(Required actions):
1) Please print the stretch of the Spectre mitigations thread from "Pressure on integer" through "[Link] (1 responses)".
2) Render this sentence from the Spectre mitigations thread in Spanish: "Less noted, but much more informative, is David Woodhouse's response on why those patches are the way they are."
3) Go on with the Spectre mitigations thread from its final post.

On that Spectre mitigations discussion

[Posted January 23, 2018 by corbet]

By now, almost everybody has probably seen the press coverage of Linus Torvalds's remarks about one of the patches addressing Spectre variant 2. Less noted, but much more informative, is David Woodhouse's response on why those patches are the way they are. "That's why my initial idea, as implemented in this RFC patchset, was to stick with IBRS on Skylake, and use retpoline everywhere else. I'll give you 'garbage patches', but they weren't being 'just mindlessly sent around'. If we're going to drop IBRS support and accept the caveats, then let's do it as a conscious decision having seen what it would look like, not just drop it quietly because poor Davey is too scared that Linus might shout at him again."

On that Spectre mitigations discussion

Posted Jan 23, 2018 20:52 UTC (Tue) by obrakmann (subscriber, #38108) [Link] (22 responses)

Hang on, I missed this. What's special about Skylake CPUs?

On that Spectre mitigations discussion

Posted Jan 23, 2018 21:04 UTC (Tue) by nix (subscriber, #2304) [Link] (7 responses)

AIUI, they have machinery to predict RETs for use in speculation (which are, after all, a specialized sort of indirect branch) using a shortish in-CPU stack. If that stack is exhausted they fall back to predicting the RET target using, uh, the indirect branch buffer that is already known to be compromizable. Whoops. This means that retpolines are sometimes ineffective on Skylake :(

On that Spectre mitigations discussion

Posted Jan 23, 2018 21:11 UTC (Tue) by welinder (guest, #4699) [Link]

I think the conclusion pretty much is that all current Intel cpus are screwed. We know about
interaction problems with indirect branches (and returns on Skylake), but it would be naive
to believe that there aren't other interactions.

Pressure on floating point units?

Pressure on integer multiplication/division units?

On that Spectre mitigations discussion

Posted Jan 23, 2018 21:31 UTC (Tue) by prometheanfire (subscriber, #65683) [Link] (2 responses)

Is it just skylake or also kabylake and coffeelake?

On that Spectre mitigations discussion

Posted Jan 24, 2018 6:53 UTC (Wed) by tlamp (subscriber, #108540) [Link] (1 responses)

AFAICT all of them: http://lkml.iu.edu/hypermail/linux/kernel/1801.2/06349.html

On that Spectre mitigations discussion

Posted Jan 24, 2018 15:30 UTC (Wed) by dwmw2 (subscriber, #2063) [Link]

Yep, all of them.

(Data extract):
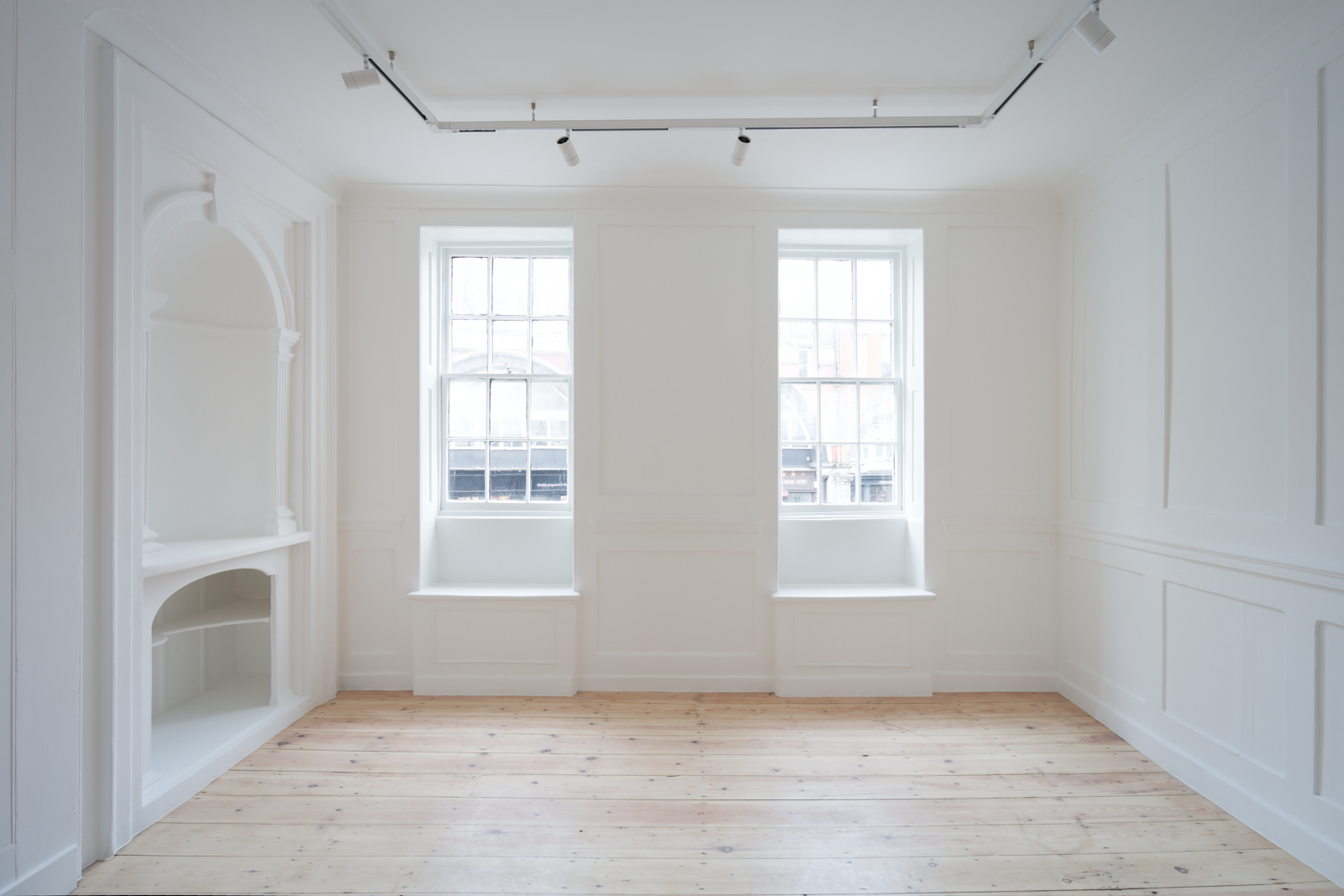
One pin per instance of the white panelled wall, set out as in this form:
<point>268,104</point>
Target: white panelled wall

(Task responses):
1)
Pressure on integer multiplication/division units?

On that Spectre mitigations discussion

Posted Jan 23, 2018 21:31 UTC (Tue) by prometheanfire (subscriber, #65683) [Link] (2 responses)

Is it just skylake or also kabylake and coffeelake?

On that Spectre mitigations discussion

Posted Jan 24, 2018 6:53 UTC (Wed) by tlamp (subscriber, #108540) [Link] (1 responses)

2) Menos comentada, pero mucho más informativa, es la respuesta de David Woodhouse sobre por qué esos parches son como son.

3)
On that Spectre mitigations discussion

Posted Jan 24, 2018 0:20 UTC (Wed) by Sesse (subscriber, #53779) [Link]

All relevant CPUs have the ability to speculate on RET using the return stack buffer (RSB)—that's what makes retpolines work in the first place. The problem with Skylake (and presumably also Kaby Lake and later) is that if the RSB is empty, it can speculate RETs using the normal branch predictor mechanisms, which are vulnerable to Spectre.

Forcing an empty RSB is not trivial—it can happen on IRQs (including SMM interrupts), or if the call stack gets more than 16 entries deep (old entries get popped off on CALL, and then on the 17th RET, you've forgotten where you originally came from). The question is how to weigh the risk of such nontrivial attacks versus the cost of enabling IBRS.

On that Spectre mitigations discussion

Posted Jan 24, 2018 8:10 UTC (Wed) by mjthayer (guest, #39183) [Link] (1 responses)

What about Ingo Molnar's suggestion[1] in answer to David's post?

[1] https://www.mail-archive.com/linux-kernel@vger.kernel.org...

On that Spectre mitigations discussion

Posted Jan 24, 2018 16:45 UTC (Wed) by Hattifnattar (subscriber, #93737) [Link]

Andi Kleen doubts this solution would work, at least not without some significant and probably costly modifications:
https://www.mail-archive.com/linux-kernel@vger.kernel.org...

On that Spectre mitigations discussion

Posted Jan 23, 2018 21:07 UTC (Tue) by Lionel_Debroux (subscriber, #30014) [Link] (13 responses)

AFAICR, retpolines are not enough to defeat all side effects of speculative execution on Skylake CPUs, unfortunately.

On that Spectre mitigations discussion

Posted Jan 25, 2018 10:46 UTC (Thu) by Wol (subscriber, #4433) [Link] (10 responses)

Unfortunately, there is no way to defeat all side effects of speculative execution on ANY processor that implements it.

It seems to be accepted that speculative execution will leak information. There's no way to stop it. Hence the name Spectre, it's going to be haunting us for a long time, probably for ever.

The only question is, how easy is it to exploit, and how can we as white-hats drive that cost up.

Cheers,
Wol

On that Spectre mitigations discussion

Posted Jan 27, 2018 15:49 UTC (Sat) by anton (subscriber, #25547) [Link] (9 responses)

There certainly is a way to stop leaking information through cache-based side channels: Don't change the cache until the instructions are no longer speculative. The CPU already has a structure for exactly that purpose, for speculative stores: The store buffer. So one way to deal with the cache side-channel is to enhance the store buffer to also keep the results of loads while they are speculative.

One can think of other information leaks, e.g., DRAM open bank timing attacks. And ways to deal with them (always close the page when the security context id accessing the DRAM bank is different from the the one that accessed it last).

So I think one can close all the leaks coming from speculative execution, but of course one first has to think about them; and the problem with side channels is that they are the things that you normally do not think about. And in that sense you are right; they may haunt us forever, because we can never be sure that we have thought about all of them.

On that Spectre mitigations discussion

Posted Jan 29, 2018 16:32 UTC (Mon) by nybble41 (subscriber, #55106) [Link] (8 responses)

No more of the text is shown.